ACTION ITEM: All of the lines below are to be transcribed faithfully, with pictures excluded from the copy.

Dataset excerpts:
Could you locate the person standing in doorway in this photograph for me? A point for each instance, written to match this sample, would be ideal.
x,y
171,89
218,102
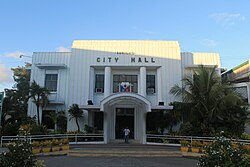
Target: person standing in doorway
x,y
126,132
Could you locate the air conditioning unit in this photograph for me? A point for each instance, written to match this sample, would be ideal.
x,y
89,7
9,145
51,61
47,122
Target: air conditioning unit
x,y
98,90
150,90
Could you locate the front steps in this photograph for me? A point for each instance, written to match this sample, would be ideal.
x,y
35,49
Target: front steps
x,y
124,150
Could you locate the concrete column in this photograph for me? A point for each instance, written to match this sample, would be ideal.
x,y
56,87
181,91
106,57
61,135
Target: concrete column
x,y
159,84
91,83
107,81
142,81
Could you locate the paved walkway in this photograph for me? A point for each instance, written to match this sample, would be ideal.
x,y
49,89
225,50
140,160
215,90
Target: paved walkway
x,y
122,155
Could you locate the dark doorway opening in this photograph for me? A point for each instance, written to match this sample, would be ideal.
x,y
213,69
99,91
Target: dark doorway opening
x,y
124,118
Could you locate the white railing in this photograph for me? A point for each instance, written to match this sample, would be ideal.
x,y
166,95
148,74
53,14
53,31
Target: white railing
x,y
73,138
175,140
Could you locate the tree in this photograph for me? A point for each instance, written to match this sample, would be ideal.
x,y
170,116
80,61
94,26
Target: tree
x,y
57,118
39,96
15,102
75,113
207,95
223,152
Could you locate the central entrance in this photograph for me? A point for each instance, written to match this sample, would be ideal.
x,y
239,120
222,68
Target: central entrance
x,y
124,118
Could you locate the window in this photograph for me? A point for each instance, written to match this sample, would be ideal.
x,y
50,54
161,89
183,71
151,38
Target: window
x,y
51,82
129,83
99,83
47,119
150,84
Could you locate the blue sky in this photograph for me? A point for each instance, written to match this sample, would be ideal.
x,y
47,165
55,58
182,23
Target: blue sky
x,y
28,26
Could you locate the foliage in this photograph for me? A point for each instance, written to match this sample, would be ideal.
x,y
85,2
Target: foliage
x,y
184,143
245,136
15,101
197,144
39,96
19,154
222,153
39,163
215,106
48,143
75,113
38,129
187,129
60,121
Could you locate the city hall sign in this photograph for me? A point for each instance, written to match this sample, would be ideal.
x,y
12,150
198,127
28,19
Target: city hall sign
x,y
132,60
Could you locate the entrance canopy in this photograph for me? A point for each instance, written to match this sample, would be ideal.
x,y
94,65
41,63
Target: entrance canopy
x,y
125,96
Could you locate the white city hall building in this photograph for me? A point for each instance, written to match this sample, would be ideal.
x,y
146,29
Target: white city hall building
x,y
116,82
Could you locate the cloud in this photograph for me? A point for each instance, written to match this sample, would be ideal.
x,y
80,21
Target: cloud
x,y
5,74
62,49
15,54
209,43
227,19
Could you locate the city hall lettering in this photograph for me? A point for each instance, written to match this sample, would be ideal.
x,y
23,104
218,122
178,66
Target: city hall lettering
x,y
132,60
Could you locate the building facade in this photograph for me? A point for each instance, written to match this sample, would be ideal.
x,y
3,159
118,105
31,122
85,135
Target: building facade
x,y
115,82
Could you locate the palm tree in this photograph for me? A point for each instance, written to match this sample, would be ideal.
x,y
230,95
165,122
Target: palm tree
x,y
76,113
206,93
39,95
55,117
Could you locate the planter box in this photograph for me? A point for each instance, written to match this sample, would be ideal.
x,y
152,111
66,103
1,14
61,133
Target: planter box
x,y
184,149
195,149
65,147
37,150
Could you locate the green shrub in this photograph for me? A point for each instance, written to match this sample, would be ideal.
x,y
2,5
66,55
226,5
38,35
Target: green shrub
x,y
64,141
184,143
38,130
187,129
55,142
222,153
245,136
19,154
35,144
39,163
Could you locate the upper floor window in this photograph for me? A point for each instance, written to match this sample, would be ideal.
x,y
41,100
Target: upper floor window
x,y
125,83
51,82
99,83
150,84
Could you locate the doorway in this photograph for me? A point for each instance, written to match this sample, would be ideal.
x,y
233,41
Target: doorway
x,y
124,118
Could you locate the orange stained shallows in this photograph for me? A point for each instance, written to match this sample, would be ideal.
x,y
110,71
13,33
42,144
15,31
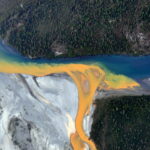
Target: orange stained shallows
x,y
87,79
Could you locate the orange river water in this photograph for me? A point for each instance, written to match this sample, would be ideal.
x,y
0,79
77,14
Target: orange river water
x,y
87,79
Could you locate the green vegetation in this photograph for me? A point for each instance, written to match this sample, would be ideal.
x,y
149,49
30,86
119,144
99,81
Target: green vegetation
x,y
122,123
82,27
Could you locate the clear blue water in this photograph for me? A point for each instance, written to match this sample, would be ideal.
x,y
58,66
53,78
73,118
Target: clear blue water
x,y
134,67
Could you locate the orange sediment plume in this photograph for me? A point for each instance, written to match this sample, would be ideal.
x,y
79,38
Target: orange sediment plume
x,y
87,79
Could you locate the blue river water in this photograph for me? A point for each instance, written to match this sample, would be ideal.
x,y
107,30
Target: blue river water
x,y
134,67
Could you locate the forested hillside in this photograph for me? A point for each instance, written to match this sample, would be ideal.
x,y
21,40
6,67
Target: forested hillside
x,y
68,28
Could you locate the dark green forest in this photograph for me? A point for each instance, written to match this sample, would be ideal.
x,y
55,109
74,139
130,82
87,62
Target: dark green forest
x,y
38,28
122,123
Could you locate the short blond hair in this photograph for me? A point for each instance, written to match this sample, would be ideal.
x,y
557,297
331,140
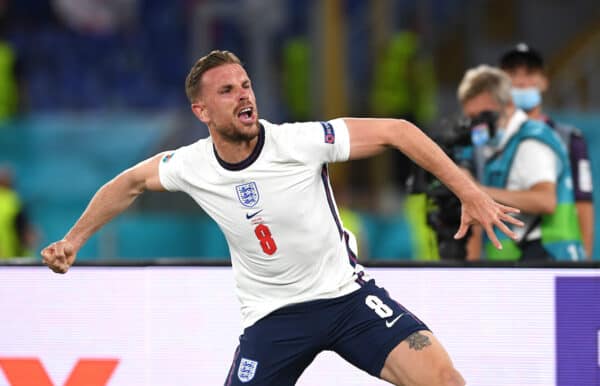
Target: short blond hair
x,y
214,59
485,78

ANSWER FOR THIS EXERCISE:
Could you locate the person standing in doorway in this photograph for me? A point for each instance, written to match this sample, would be ideal.
x,y
171,89
218,102
Target: person standing in doorway
x,y
126,132
Could you locate the air conditioning unit in this photograph for me? A point for each instance, written to match this sample, would be ideal.
x,y
89,7
9,145
51,61
47,122
Target: air conditioning unit
x,y
98,90
150,90
Could you locate the front steps in this photograph for me? A point for each instance, written to match this sample, would be ideal.
x,y
35,49
Target: front steps
x,y
124,150
Could you locate the concrete column in this photograph for me? A point for each instance, written to match this sample, would be ideal.
x,y
56,87
181,91
106,57
61,135
Target: concrete column
x,y
159,84
91,83
107,81
142,81
Could you locate the paved walkway in this photograph for me? A point for each instance, written to match this sample, would be ideal.
x,y
49,89
225,50
140,160
215,90
Target: paved walkway
x,y
122,155
Could you locate the dark doorway opening in this photograph for me? A point for each instance, written to match this sample, would be ideal.
x,y
213,69
99,91
Target: dark doorway opening
x,y
124,118
Could you locate the white railing in this photograph for me? A point for each instance, written to match this sample, would be ideal.
x,y
166,95
148,74
53,14
53,31
Target: white railing
x,y
73,138
175,140
Could you locate the tree in this photograph for me? A point for each instance, written to match this sample, would be ideal.
x,y
170,116
80,61
94,26
Target: tree
x,y
57,118
39,96
15,102
75,113
207,95
223,152
Could you locate the central entrance in this photograph for me? A point for each instance, written to match this sample, would be ideal.
x,y
239,120
222,68
Target: central entrance
x,y
124,118
Could you locate the window in this photograph for me? A point for each instance, written to match this sample, would be ideal.
x,y
50,54
161,89
183,71
151,38
Target: window
x,y
51,82
129,83
99,83
47,119
150,84
Could you locate the blue sky in this photograph for me? A point for each instance, written to match this sample, would be ideal.
x,y
47,165
55,58
182,23
Target: blue sky
x,y
28,26
Could you locate the foliage in this photograph for me? A point for each instance, written to match this sample, would be ideal.
x,y
85,2
Target: foliage
x,y
184,143
245,136
15,101
197,144
39,96
19,154
222,153
39,163
215,106
48,143
75,113
38,129
187,129
60,121
Could you locate the city hall sign in this photograph for me? A point for each instance, written to match this sample, would be ideal.
x,y
12,150
198,127
28,19
Target: city hall sign
x,y
132,60
Could you locate the entrance canopy in this photograph for me? A point for each instance, written to match this sample, would be ideal.
x,y
94,65
41,63
Target: entrance canopy
x,y
125,96
Could you locate the white city hall building in this photograph for me? A point for each instance, written to match this sample, would be ideal.
x,y
146,29
Target: white city hall building
x,y
116,82
Could you locate the cloud in this photograph for me? A point for each instance, written to match this sample, would be ideal.
x,y
80,21
Target: cloud
x,y
5,74
62,49
15,54
209,43
227,19
Could you locate the city hall lettering in this photograph for me? A point for each instance, written to match this sample, would be ideal.
x,y
23,104
218,122
178,66
Target: city hall lettering
x,y
132,60
Could you locate the building facade in this photograph for me? A point for each instance, written to match this sample, would be ideal.
x,y
3,159
118,105
31,122
85,135
Target: building facade
x,y
115,82
Could you locate the palm tree in this photograph for me? A point for each instance, written to match this sample, would be ideal.
x,y
230,95
165,122
Target: palm tree
x,y
76,113
206,93
39,95
55,117
Could you locate the planter box in this photograph for me? A point for each instance, written to match this sample, would be ideal.
x,y
152,111
66,103
1,14
61,133
Target: planter box
x,y
184,149
195,149
65,147
37,150
Could you locate the green shrub in this photograph for me? A point for each instance, written to match this sample, would be ideal.
x,y
2,5
66,55
226,5
38,35
Target: green shrub
x,y
64,141
184,143
38,130
187,129
55,142
222,153
245,136
19,154
35,144
39,163
Could you locate the upper floor window in this photograph for me? A point for each instance, written to match this sample, would be ideal.
x,y
41,100
Target: upper floor window
x,y
125,83
51,82
99,83
150,84
Could you locate the doorway in this photograph for me? A point for each instance, written to match this sample, would be ideal.
x,y
233,41
Target: doorway
x,y
124,118
Could you locate the orange stained shallows in this photograph for me? A point for each instance, written to match this sample, would be ideal.
x,y
110,71
13,33
42,144
15,31
Target: orange stained shallows
x,y
87,79
Could you locate the orange river water in this photograph for me? A point for each instance, written to match this sample, would be ideal.
x,y
0,79
77,14
Target: orange river water
x,y
87,79
Could you locate the green vegetation in this photograph for me? A point for each instance, written to match this sample, would be ideal.
x,y
149,49
30,86
119,144
99,81
Target: green vegetation
x,y
122,123
82,27
Could you locate the clear blue water in this photograph for me? A point for each instance, written to match this sample, would be ideal.
x,y
58,66
53,78
73,118
Target: clear blue water
x,y
134,67
Could you locate the orange sediment plume in this photograph for me? A point for each instance, written to match this sample, would be ideal.
x,y
79,38
Target: orange sediment plume
x,y
87,79
Could you locate the blue river water in this photograph for me? A point for each instance, written to match this sample, would be ideal.
x,y
107,30
Target: blue river water
x,y
134,67
Could you locate the forested hillside in this photograph for me? A point for each instance, written to match this sample, would be ideal.
x,y
21,40
6,67
Target: forested hillside
x,y
68,28
Could you locate the dark green forest in this photograph for me? A point for each instance, written to match this sample, would be ideal.
x,y
55,109
74,139
130,82
87,62
Target: dark green forest
x,y
38,28
122,123
Could you locate the short blond hair in this photograph for me? A point for each instance, written to match this sample, would be ideal.
x,y
557,297
331,140
Target: short blond hair
x,y
214,59
485,78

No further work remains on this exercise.